» EXERCISE DIRECTIONS: Show every line of the items below that contains the word "distant", matching case exactly.

» GIVEN DATA:
******

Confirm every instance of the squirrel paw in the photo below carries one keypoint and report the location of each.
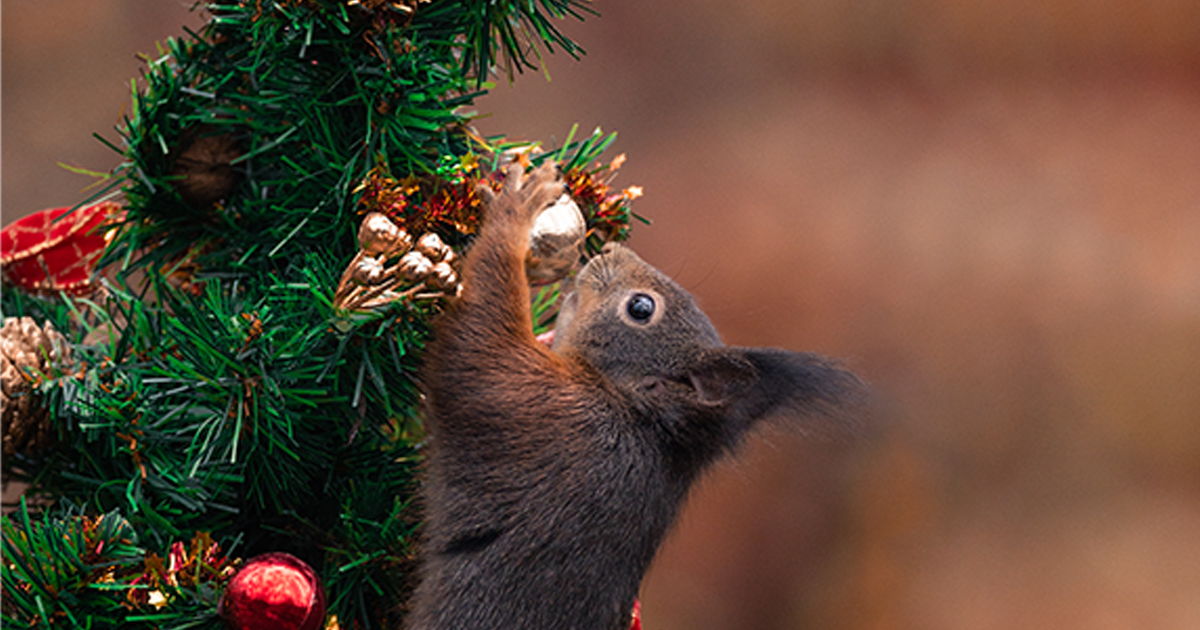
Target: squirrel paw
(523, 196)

******

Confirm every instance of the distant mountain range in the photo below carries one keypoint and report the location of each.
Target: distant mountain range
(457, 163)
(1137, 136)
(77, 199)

******

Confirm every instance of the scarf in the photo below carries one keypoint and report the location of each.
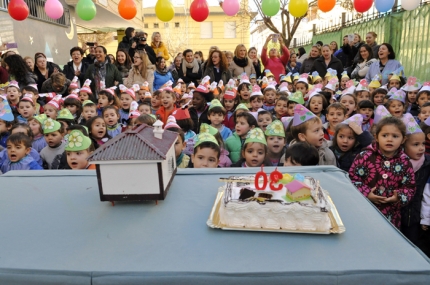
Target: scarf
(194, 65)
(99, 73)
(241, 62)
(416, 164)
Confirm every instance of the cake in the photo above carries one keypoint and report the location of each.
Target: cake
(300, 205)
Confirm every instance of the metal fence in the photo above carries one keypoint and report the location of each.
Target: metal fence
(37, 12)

******

» RESPONSE TO THE EXERCISE:
Confirm every instance of the distant mountain range in the photo below carries one keypoint and report the location of each.
Target: distant mountain range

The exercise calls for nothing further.